• _To do_
Update the data starting from the line that contains "Where in the photo above can the beige brick" and continuing through the end of the data, both ends included, by replacing "brick" with "stone" and keeping everything else unchanged. Return only these lines and leave the pictures out.

[Some data]
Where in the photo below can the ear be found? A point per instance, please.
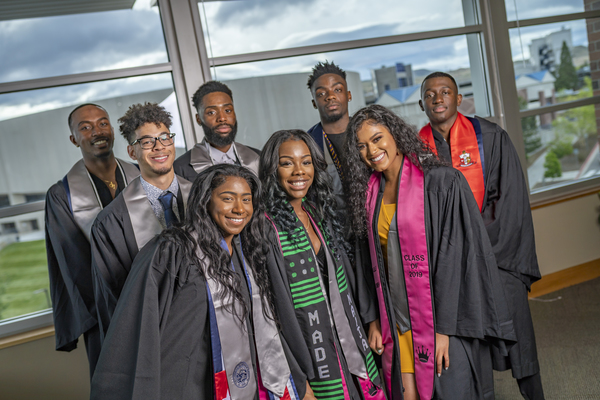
(73, 140)
(131, 152)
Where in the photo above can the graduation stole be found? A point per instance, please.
(466, 149)
(410, 216)
(234, 377)
(317, 313)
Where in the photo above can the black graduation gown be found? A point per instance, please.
(69, 269)
(507, 217)
(469, 303)
(158, 344)
(114, 248)
(290, 327)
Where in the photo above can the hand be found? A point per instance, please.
(442, 344)
(310, 395)
(375, 338)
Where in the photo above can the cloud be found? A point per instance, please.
(63, 45)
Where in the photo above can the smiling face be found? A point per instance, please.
(440, 100)
(91, 132)
(295, 170)
(330, 96)
(231, 206)
(156, 161)
(217, 118)
(377, 147)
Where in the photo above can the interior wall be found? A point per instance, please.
(34, 370)
(567, 234)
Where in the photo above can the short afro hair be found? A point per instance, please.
(438, 74)
(209, 87)
(324, 68)
(70, 119)
(140, 114)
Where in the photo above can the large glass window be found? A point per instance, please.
(273, 95)
(68, 44)
(248, 26)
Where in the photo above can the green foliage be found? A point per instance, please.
(567, 75)
(24, 270)
(530, 131)
(552, 168)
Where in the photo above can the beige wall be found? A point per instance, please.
(35, 371)
(567, 234)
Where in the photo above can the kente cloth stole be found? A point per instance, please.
(317, 314)
(334, 156)
(234, 376)
(410, 215)
(466, 149)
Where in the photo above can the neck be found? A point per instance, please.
(297, 206)
(223, 149)
(339, 126)
(101, 167)
(160, 181)
(392, 174)
(444, 127)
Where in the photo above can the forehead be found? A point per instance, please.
(216, 99)
(88, 113)
(438, 82)
(233, 184)
(293, 147)
(151, 129)
(328, 80)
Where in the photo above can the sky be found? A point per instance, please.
(53, 46)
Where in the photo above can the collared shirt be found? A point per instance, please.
(153, 193)
(218, 157)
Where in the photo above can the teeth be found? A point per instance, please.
(379, 157)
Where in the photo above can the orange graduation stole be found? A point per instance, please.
(465, 153)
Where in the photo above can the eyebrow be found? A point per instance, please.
(89, 122)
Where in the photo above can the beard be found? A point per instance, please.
(218, 140)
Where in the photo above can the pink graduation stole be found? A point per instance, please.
(413, 244)
(464, 150)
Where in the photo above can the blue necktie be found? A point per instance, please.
(167, 200)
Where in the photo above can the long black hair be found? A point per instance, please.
(319, 196)
(356, 172)
(199, 229)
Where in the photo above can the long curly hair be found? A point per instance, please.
(356, 172)
(319, 196)
(198, 230)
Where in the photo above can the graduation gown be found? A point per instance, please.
(468, 301)
(290, 327)
(71, 207)
(159, 343)
(194, 161)
(118, 233)
(507, 217)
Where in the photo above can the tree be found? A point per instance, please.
(567, 75)
(530, 132)
(552, 167)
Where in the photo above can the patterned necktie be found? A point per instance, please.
(166, 200)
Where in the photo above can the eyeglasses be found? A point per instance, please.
(166, 139)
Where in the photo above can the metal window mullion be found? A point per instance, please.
(560, 106)
(555, 19)
(337, 46)
(86, 77)
(20, 209)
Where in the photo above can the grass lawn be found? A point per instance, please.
(23, 271)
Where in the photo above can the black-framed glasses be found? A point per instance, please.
(166, 139)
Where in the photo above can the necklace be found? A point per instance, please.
(110, 184)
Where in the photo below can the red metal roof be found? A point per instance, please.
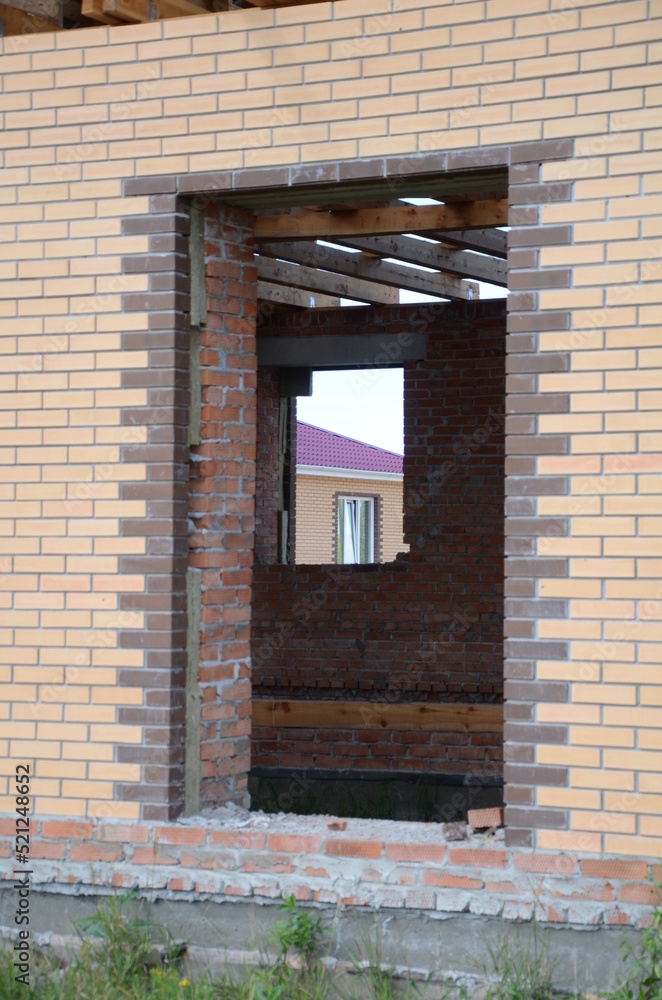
(316, 446)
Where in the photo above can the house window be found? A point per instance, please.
(355, 530)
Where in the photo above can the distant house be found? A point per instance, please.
(348, 499)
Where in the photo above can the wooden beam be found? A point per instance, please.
(382, 221)
(313, 280)
(49, 10)
(140, 11)
(282, 3)
(428, 717)
(295, 297)
(21, 22)
(434, 255)
(360, 266)
(490, 241)
(93, 9)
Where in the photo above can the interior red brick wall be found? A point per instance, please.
(429, 627)
(221, 503)
(266, 481)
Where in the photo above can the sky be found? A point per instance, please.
(368, 405)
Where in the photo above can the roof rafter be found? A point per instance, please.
(312, 255)
(441, 258)
(280, 273)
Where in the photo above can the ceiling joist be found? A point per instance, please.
(358, 265)
(141, 11)
(280, 273)
(295, 297)
(382, 221)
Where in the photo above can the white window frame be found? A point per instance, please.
(370, 501)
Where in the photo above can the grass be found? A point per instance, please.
(118, 959)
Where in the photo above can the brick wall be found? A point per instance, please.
(222, 495)
(363, 865)
(317, 506)
(104, 126)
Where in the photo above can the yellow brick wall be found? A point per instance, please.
(316, 512)
(82, 111)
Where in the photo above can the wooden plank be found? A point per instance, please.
(490, 241)
(434, 255)
(49, 10)
(282, 3)
(93, 9)
(458, 717)
(295, 297)
(141, 11)
(312, 280)
(20, 22)
(382, 221)
(360, 266)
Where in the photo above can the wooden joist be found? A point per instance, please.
(22, 22)
(357, 265)
(295, 297)
(490, 241)
(49, 10)
(279, 273)
(458, 262)
(93, 10)
(403, 716)
(282, 3)
(382, 221)
(140, 11)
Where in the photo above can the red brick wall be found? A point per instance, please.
(221, 489)
(430, 626)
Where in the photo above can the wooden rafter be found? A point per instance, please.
(312, 255)
(140, 11)
(22, 22)
(296, 297)
(49, 10)
(93, 10)
(280, 273)
(408, 716)
(282, 3)
(434, 255)
(490, 241)
(378, 221)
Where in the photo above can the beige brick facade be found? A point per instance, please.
(88, 113)
(317, 499)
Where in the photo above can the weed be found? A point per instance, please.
(520, 971)
(645, 981)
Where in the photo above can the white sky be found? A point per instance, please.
(367, 405)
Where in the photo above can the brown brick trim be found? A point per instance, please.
(379, 168)
(162, 412)
(524, 605)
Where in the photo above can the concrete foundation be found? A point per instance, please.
(454, 949)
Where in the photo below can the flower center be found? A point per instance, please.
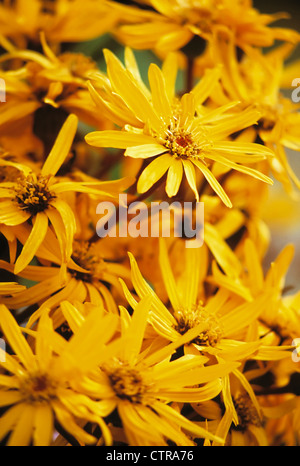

• _Exercise response_
Where in the photo above can the beige stone facade be found? A point per instance, please.
(88, 113)
(317, 499)
Where in the photo above can the weed be found? A point per instance, please.
(520, 971)
(645, 981)
Where in the photo above can the white sky be found? A point per instance, please.
(367, 405)
Where in the photo above can the brown stone trim be found? A point per instance, please.
(379, 168)
(162, 412)
(524, 605)
Where in the photo above can the concrete foundation be found? A point per instance, please.
(454, 949)
Where in the photo below can the flower center be found? A point per instance, please.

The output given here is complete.